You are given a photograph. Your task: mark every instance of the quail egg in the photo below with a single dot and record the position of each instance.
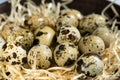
(44, 35)
(66, 19)
(90, 22)
(106, 34)
(68, 33)
(2, 42)
(22, 36)
(14, 54)
(65, 54)
(90, 64)
(75, 12)
(8, 28)
(41, 55)
(91, 44)
(36, 21)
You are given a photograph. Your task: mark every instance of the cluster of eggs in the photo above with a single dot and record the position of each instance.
(80, 41)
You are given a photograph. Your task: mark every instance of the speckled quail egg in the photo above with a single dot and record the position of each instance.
(68, 33)
(22, 36)
(90, 64)
(36, 21)
(91, 44)
(8, 28)
(106, 34)
(14, 54)
(65, 54)
(2, 42)
(44, 36)
(75, 12)
(41, 55)
(66, 19)
(90, 22)
(6, 72)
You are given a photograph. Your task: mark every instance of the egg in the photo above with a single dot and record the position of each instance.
(91, 44)
(106, 34)
(66, 19)
(2, 42)
(8, 28)
(36, 21)
(68, 33)
(90, 22)
(89, 64)
(14, 54)
(75, 12)
(41, 55)
(65, 54)
(44, 36)
(22, 36)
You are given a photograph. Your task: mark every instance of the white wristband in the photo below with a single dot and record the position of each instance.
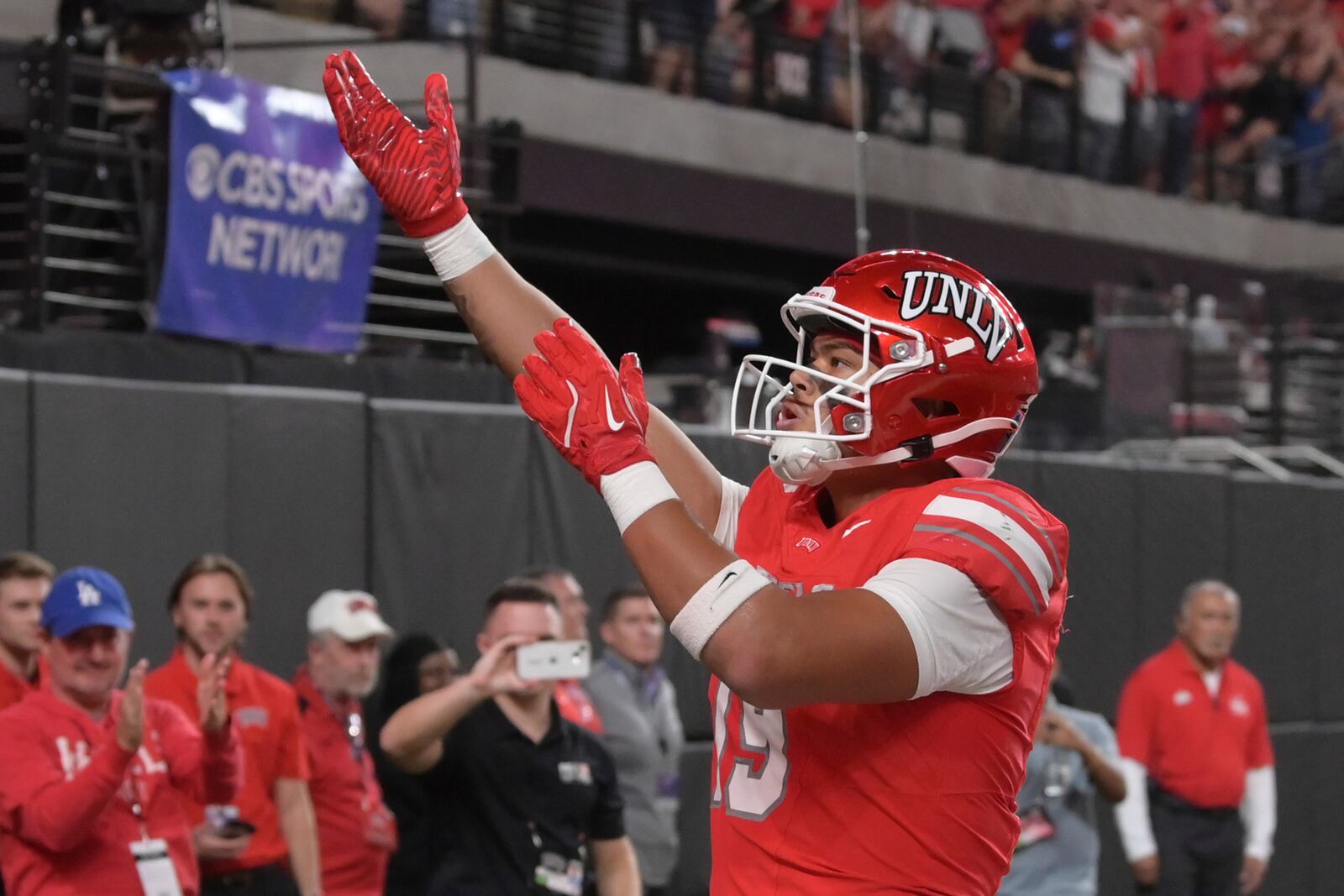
(635, 490)
(711, 606)
(457, 249)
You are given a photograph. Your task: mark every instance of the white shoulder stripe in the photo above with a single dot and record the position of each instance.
(1005, 528)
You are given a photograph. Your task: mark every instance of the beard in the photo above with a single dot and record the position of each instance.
(201, 651)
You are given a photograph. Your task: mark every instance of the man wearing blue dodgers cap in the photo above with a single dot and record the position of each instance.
(87, 799)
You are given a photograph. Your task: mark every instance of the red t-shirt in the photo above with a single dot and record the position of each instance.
(1184, 60)
(355, 828)
(577, 705)
(265, 715)
(808, 18)
(67, 790)
(914, 797)
(15, 688)
(1193, 745)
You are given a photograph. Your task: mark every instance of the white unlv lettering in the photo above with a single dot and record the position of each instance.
(76, 758)
(954, 300)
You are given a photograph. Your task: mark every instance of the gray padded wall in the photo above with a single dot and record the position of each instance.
(15, 496)
(1273, 564)
(131, 477)
(432, 504)
(449, 512)
(1100, 506)
(1330, 634)
(296, 513)
(1183, 537)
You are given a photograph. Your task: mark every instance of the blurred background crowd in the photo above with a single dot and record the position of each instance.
(1233, 101)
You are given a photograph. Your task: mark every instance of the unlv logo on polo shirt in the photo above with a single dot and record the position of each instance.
(929, 291)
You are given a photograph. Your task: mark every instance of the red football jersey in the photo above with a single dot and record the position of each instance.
(914, 797)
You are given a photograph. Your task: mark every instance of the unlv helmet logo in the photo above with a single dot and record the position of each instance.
(956, 298)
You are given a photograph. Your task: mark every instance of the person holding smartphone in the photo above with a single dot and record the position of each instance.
(528, 799)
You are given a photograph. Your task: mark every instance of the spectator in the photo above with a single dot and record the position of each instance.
(210, 604)
(676, 23)
(87, 797)
(643, 730)
(1073, 762)
(528, 799)
(1263, 114)
(24, 580)
(1194, 735)
(416, 665)
(1005, 22)
(1109, 65)
(355, 829)
(1184, 66)
(570, 696)
(1047, 62)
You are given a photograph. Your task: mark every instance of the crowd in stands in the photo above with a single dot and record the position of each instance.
(1238, 101)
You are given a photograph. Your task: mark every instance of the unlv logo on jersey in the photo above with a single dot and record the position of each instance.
(956, 298)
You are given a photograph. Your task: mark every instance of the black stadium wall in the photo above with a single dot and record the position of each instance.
(430, 504)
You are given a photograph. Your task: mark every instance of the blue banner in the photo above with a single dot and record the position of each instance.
(272, 230)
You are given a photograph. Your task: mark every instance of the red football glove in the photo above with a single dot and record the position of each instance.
(417, 174)
(596, 417)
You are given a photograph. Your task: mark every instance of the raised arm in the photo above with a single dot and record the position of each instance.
(417, 175)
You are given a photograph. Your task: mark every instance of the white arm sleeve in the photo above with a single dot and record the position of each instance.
(730, 506)
(1260, 812)
(961, 641)
(1136, 826)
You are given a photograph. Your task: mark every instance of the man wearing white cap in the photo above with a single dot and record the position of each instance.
(356, 832)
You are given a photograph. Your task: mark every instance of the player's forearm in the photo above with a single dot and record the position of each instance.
(506, 313)
(776, 651)
(675, 558)
(503, 311)
(299, 825)
(413, 736)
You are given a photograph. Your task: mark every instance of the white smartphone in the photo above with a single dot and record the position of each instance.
(554, 660)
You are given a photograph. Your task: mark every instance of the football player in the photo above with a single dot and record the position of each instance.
(879, 618)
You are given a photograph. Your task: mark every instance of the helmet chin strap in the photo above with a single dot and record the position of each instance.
(810, 461)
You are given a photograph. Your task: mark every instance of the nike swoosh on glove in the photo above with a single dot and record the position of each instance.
(596, 417)
(417, 174)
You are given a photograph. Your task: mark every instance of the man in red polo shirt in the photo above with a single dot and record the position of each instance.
(1194, 739)
(356, 831)
(210, 604)
(24, 580)
(89, 799)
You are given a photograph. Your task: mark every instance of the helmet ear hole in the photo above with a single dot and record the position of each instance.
(934, 407)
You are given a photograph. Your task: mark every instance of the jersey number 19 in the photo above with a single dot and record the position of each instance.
(759, 773)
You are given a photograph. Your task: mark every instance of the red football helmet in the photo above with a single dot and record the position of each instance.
(948, 371)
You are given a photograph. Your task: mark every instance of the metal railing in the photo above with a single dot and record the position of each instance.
(84, 202)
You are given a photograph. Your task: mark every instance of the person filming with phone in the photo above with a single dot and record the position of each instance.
(528, 799)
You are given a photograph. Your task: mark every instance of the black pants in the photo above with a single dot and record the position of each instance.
(268, 880)
(1200, 849)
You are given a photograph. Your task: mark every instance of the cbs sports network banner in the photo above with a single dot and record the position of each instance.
(272, 230)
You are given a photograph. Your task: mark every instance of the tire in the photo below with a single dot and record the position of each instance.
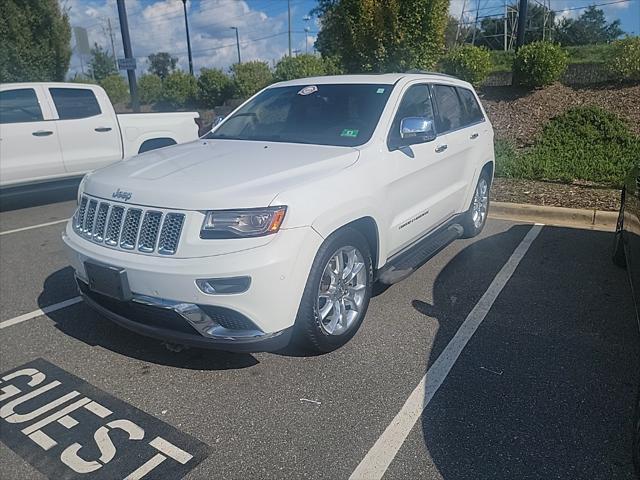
(317, 312)
(476, 217)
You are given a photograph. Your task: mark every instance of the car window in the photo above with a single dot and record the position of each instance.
(472, 111)
(323, 114)
(19, 105)
(450, 114)
(416, 102)
(75, 103)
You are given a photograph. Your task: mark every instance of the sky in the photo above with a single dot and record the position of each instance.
(158, 25)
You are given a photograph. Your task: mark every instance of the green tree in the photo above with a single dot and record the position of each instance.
(289, 68)
(591, 27)
(34, 41)
(372, 36)
(116, 87)
(249, 77)
(102, 63)
(214, 87)
(162, 64)
(150, 88)
(179, 89)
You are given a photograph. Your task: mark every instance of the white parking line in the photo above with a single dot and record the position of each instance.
(40, 311)
(377, 460)
(33, 226)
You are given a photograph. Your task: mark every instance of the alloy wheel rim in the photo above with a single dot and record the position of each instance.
(342, 290)
(480, 203)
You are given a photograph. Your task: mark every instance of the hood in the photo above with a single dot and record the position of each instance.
(217, 174)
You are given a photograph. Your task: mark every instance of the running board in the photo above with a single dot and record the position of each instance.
(408, 262)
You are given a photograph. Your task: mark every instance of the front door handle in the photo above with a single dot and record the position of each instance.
(441, 148)
(42, 133)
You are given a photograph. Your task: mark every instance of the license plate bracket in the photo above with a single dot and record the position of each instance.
(108, 280)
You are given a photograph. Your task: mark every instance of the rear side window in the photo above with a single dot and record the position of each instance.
(473, 113)
(19, 106)
(450, 114)
(75, 103)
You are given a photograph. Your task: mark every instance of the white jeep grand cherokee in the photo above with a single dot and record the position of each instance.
(277, 223)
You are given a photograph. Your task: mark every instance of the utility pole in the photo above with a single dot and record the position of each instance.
(237, 43)
(522, 23)
(113, 43)
(289, 14)
(186, 26)
(128, 54)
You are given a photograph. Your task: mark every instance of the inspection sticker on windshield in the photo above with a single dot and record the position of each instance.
(308, 90)
(349, 132)
(69, 429)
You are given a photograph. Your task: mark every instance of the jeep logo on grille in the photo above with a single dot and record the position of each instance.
(121, 195)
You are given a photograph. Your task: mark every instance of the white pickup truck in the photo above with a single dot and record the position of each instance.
(51, 131)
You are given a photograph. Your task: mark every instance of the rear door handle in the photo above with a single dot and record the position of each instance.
(441, 148)
(42, 133)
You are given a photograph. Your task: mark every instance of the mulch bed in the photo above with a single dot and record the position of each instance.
(554, 194)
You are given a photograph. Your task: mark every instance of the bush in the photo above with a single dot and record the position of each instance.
(116, 88)
(250, 77)
(150, 88)
(468, 62)
(624, 63)
(179, 89)
(585, 143)
(214, 87)
(539, 64)
(290, 68)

* _YOUR TASK_: Repeat exactly the lines above from the line that contains "of the utility" through the end. Include both of these ends; leave out everything else.

* _SOLUTION FOR THIS EXERCISE_:
You are given a photograph. Your task: mark every instance of the utility pole in the photo above with a single dot and record the position of each instance.
(237, 43)
(522, 23)
(113, 43)
(289, 14)
(186, 26)
(128, 54)
You are given a photograph. Your task: mark every instance of the inspection sticker on windshield in the photo above with a single dot and record the position of each instance.
(308, 90)
(349, 132)
(69, 429)
You are given a photograph. Your task: mark every instance of the jeep logo on grille in the photo above with a single dot and record the position of each instance.
(121, 195)
You are given a photograph. Your task: mark every instance of the white pickup truck in the photo above with a single dot and record the position of each instance.
(51, 131)
You are given a photograph. Your task: mark every instance of the rear door handle in the photo above with a single dot and record the position of each instance.
(441, 148)
(42, 133)
You are given a photograph. Your task: mark every instance of the mulch bed in the photo above with a single dot and record the position of each instance.
(554, 194)
You are given a photograph. Your task: mark every instance of the bush in the photo above with a single dot and record the position of each instance.
(116, 88)
(250, 77)
(150, 88)
(468, 62)
(624, 63)
(179, 89)
(585, 143)
(214, 87)
(539, 64)
(290, 68)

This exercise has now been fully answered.